• _Your task_
Where a line of the material includes the string "garage", copy that line.

• _Input_
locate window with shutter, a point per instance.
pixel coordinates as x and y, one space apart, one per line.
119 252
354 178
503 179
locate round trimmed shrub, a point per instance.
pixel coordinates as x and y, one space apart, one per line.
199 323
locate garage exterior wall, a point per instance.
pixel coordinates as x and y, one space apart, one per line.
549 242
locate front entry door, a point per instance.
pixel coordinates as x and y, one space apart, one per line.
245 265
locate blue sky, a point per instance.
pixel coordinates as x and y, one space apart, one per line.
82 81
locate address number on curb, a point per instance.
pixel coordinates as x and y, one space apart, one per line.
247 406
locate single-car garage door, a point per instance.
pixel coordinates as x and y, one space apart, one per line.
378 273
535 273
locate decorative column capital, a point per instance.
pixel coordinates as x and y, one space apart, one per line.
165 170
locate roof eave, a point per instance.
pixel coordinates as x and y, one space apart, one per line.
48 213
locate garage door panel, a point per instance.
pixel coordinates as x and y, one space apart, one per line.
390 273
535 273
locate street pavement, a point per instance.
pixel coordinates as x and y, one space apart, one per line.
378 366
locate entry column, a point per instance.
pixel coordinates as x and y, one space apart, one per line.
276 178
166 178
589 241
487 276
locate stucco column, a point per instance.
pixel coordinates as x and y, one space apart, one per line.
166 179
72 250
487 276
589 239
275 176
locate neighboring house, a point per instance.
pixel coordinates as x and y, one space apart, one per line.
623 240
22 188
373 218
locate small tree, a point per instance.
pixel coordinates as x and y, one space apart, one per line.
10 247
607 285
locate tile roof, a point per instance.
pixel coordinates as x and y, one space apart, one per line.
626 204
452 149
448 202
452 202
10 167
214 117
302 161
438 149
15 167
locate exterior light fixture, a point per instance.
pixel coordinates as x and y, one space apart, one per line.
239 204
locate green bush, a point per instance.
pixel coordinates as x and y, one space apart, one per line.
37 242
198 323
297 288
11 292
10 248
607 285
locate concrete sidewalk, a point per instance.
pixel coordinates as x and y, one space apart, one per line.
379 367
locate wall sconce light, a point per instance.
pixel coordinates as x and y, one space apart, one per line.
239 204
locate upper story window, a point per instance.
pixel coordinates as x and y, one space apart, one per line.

• _Response to this task_
locate garage exterior wall, a point per instance.
locate single-car garage door, a point per instance.
locate garage door panel, a point per instance.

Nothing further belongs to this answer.